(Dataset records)
══════

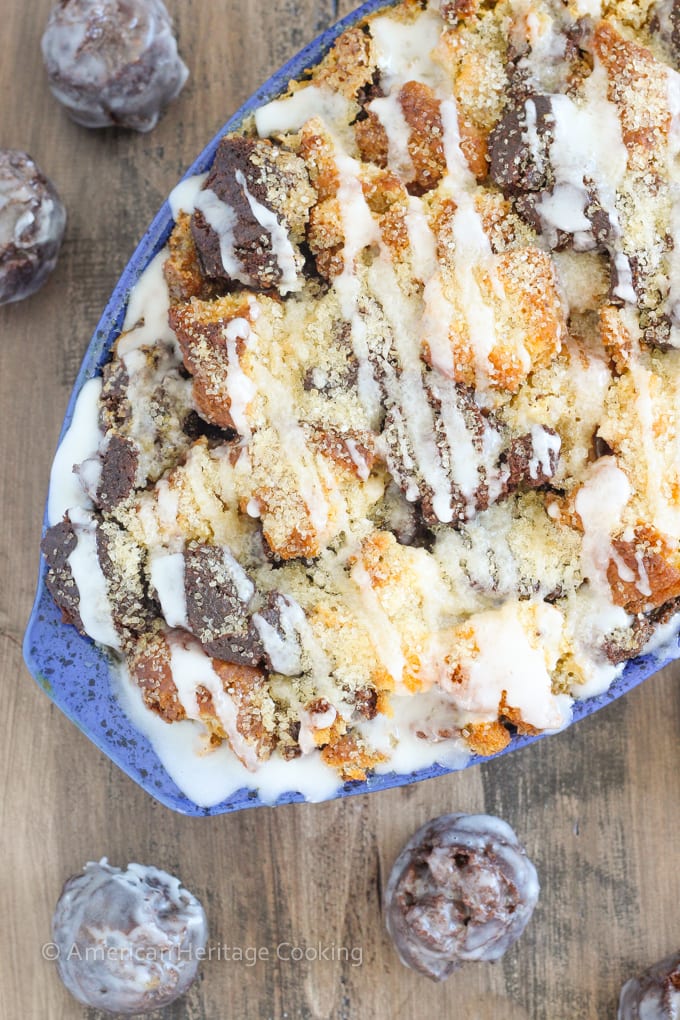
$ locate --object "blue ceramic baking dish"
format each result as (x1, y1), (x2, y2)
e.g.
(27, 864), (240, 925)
(23, 0), (680, 815)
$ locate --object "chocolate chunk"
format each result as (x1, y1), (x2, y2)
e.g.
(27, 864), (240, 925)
(183, 544), (263, 665)
(354, 686), (378, 720)
(41, 519), (83, 631)
(618, 950), (680, 1020)
(41, 0), (189, 132)
(488, 97), (554, 196)
(99, 343), (197, 488)
(593, 434), (614, 460)
(99, 359), (130, 432)
(356, 68), (384, 111)
(191, 135), (314, 294)
(603, 617), (653, 665)
(671, 1), (680, 61)
(97, 520), (154, 635)
(0, 150), (66, 305)
(181, 409), (234, 443)
(502, 427), (560, 491)
(641, 310), (677, 350)
(96, 435), (139, 510)
(384, 813), (540, 981)
(515, 193), (544, 245)
(489, 102), (625, 265)
(585, 187), (616, 248)
(604, 597), (680, 665)
(650, 1), (680, 67)
(503, 59), (534, 104)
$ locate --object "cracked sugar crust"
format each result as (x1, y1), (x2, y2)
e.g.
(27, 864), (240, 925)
(43, 0), (680, 787)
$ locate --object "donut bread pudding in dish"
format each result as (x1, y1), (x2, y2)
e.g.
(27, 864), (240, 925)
(42, 0), (680, 803)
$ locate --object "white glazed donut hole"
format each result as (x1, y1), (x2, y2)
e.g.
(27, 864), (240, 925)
(51, 858), (208, 1015)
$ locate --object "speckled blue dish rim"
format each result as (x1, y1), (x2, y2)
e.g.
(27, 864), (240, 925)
(23, 0), (680, 815)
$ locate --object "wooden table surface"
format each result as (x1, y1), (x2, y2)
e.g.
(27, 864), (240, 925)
(2, 2), (679, 1017)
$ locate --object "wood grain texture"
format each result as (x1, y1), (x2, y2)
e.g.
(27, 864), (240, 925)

══════

In your copy, please omit the pictures and print every line of the records exactly.

$ locate --object "blue ceramic baking dish"
format each result as (x1, y1), (x2, y2)
e.g.
(27, 864), (240, 925)
(23, 0), (680, 815)
$ locate --object "chocolate chunk"
format each result as (x1, y1), (x2, y2)
e.g.
(27, 864), (240, 925)
(183, 544), (263, 665)
(354, 686), (378, 720)
(41, 519), (83, 631)
(618, 950), (680, 1020)
(41, 0), (189, 132)
(488, 97), (554, 196)
(99, 343), (197, 488)
(593, 434), (614, 460)
(99, 359), (130, 432)
(356, 68), (384, 111)
(191, 135), (314, 294)
(603, 617), (653, 665)
(671, 1), (680, 61)
(97, 520), (154, 635)
(0, 150), (66, 305)
(181, 409), (234, 443)
(502, 427), (560, 491)
(641, 310), (677, 350)
(96, 435), (139, 510)
(384, 813), (540, 981)
(515, 193), (544, 245)
(489, 102), (625, 265)
(585, 187), (616, 248)
(604, 597), (680, 665)
(650, 1), (680, 67)
(503, 59), (534, 104)
$ locate --object "cracked sugar crust"
format each result as (x1, y1), (x2, y2)
e.g.
(27, 864), (240, 925)
(43, 0), (680, 787)
$ locate --object "donut bread pudding in dish"
format each result as (x1, y1), (x2, y2)
e.g.
(27, 864), (240, 925)
(42, 0), (680, 803)
$ locate --object "white glazed donut hole"
format each result as (x1, y1), (x2, y2)
e.g.
(27, 864), (240, 925)
(51, 858), (208, 1015)
$ locate --object "speckled blue dish rim"
format each result as (x1, y1), (x2, y2)
e.g.
(27, 864), (240, 925)
(23, 0), (680, 815)
$ locate --object "wooden table surface"
format each result as (x1, y1), (x2, y2)
e.g.
(27, 864), (240, 925)
(2, 2), (679, 1017)
$ locate --object "wood grain texture"
format each result as (x1, y1), (x2, y2)
e.g.
(27, 864), (240, 925)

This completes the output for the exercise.